Data provided:
:::
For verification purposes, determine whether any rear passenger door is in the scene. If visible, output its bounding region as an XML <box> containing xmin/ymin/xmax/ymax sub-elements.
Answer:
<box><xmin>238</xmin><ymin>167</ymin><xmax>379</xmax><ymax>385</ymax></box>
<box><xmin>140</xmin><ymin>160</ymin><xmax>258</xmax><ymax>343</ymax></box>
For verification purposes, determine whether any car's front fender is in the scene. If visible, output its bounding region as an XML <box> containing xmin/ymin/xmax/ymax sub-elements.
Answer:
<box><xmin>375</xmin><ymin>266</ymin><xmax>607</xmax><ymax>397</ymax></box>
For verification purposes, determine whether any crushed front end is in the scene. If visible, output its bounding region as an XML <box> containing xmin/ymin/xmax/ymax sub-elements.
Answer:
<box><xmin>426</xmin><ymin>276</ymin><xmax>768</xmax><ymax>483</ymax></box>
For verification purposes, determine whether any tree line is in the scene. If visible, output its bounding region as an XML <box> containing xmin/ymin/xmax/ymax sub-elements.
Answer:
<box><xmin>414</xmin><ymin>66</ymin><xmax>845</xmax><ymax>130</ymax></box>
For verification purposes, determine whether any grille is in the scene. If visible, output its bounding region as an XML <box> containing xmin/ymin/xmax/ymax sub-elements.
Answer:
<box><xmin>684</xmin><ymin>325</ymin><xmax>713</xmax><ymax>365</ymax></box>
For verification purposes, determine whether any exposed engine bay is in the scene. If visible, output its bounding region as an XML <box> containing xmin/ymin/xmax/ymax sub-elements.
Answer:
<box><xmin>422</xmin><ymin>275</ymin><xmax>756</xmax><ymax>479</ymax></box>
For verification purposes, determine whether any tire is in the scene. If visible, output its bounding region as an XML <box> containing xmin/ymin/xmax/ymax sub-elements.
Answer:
:::
Starting at the line in the listing above that has "For verification purposes, determine whether any exposed" and stopping after the listing's last line, write those lines out again, requests included. Multiply every xmin, ymin, xmax and ymax value in the answers by 0.45 and round each result to a whole number, with halves rounding up.

For verification purposes, determine whether any exposed engine bay is in the scene. If visible, output its bounding region as an XML <box> containing xmin/ymin/xmax/ymax sub-elements.
Answer:
<box><xmin>190</xmin><ymin>124</ymin><xmax>340</xmax><ymax>216</ymax></box>
For verification purposes, determine whether any tire is in the scene. If visible, output its bounding region as an XML <box> containing xmin/ymin/xmax/ymax sub-elements.
Answer:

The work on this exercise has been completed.